Namibia also has an interesting consultative body known as the National Council that acts as a go-between agent between regional and national organs of government. Members of the National Council are appointed by the various regional councils for a period of six years – a Chairperson, elected from within their numbers is their head of parliamentary procedure (Chapter VIII, Article 71, Paragraph 2 and Article 73). This body has four primary functions. First, it reviews all legislation passed by the National Assembly and comments on it before it is formally provided to the presidency. Second, it reports on the conditions and opinions of the various regions as bodies to the National Assembly. Third, it has the power to recommend legislation to the National Assembly, and, finally, the National Council may conduct research and investigative efforts if so empowered by the National Assembly (Chapter VIII, Article 74). In the process of reviewing legislation, it may recommend to the president that said legislation is unconstitutional or should be vetoed and, alternatively, it may send the legislation back to the National Assembly with one or more amendments recommended.

▶ _Extracted records_:
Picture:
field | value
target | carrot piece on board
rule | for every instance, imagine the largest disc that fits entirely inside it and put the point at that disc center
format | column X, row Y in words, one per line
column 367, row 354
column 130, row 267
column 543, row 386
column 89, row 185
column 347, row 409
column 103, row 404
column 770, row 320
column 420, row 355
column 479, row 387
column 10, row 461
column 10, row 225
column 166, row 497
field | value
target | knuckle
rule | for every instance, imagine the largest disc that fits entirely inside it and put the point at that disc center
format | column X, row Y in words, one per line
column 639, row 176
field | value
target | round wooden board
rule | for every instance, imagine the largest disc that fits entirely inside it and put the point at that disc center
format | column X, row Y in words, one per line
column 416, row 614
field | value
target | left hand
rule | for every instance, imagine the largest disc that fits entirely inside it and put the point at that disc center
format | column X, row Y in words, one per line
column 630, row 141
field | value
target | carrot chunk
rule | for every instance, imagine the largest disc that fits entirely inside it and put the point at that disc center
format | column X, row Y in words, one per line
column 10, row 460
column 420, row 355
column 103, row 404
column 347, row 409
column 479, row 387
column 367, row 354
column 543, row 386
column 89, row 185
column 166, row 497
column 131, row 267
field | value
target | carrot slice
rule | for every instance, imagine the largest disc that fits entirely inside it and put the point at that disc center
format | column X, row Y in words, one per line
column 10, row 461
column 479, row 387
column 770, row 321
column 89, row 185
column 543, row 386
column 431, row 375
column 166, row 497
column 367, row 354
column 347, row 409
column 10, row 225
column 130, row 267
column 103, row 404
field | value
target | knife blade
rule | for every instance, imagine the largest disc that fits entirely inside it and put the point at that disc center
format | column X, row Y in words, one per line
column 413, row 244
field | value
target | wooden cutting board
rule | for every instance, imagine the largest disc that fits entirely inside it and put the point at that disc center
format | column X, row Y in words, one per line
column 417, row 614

▶ _Challenge_:
Continue the passage on Namibia's National Council, starting after its final sentence.

▶ _Answer_:
Botswana

The executive power of Botswana lies in the president and his or her cabinet. Rather than, as in the case of most presidential systems, being elected by the general population, the president of Botswana is elected by the National Assembly (the lower house of the Botswanan legislature) (Chapter IV, Part I and III). The president, it should be noted, may serve no longer than an aggregate of ten years and, should any circumstance arise that would make him or her no longer a valid candidate for parliamentary service, must withdraw from office. Also, in the event that parliament dissolves for any reason, the president must stand for reelection at the hands of the new parliament (Article 34, Paragraphs 1, 2, and 3).

All this said, in the exercise of power, the president is functionally independent of the parliament which appoints him (Article 47, Paragraph 2) – though, it should be said, parliament may transfer any executive powers it wishes to other offices (Article 47, Paragraph 3). Two key and fundamental exceptions to this parliamentary prerogative, however, exist. One is the president’s exclusive right to the supreme command of Botswana’s military forces (Article 48). The other is the president’s exclusive right to introduce bills having to do with taxation, revenue creating, budgetary payments, and debt (Article 88, Paragraph 1). The president of Botswana also has the “prerogative of mercy”, that is to say the right to pardon criminal offenses and/or to substitute a less severe form of punishment than that imposed by the criminal process (Article 53).

Of course, the Botswanan president cannot be presented with criminal while serving in office, yet upon the cessation of his or her office, the president may be charged accordingly with crimes of which he or she is accused of committing during the period of his or her tenure (Article 41, Paragraphs 1 and 2).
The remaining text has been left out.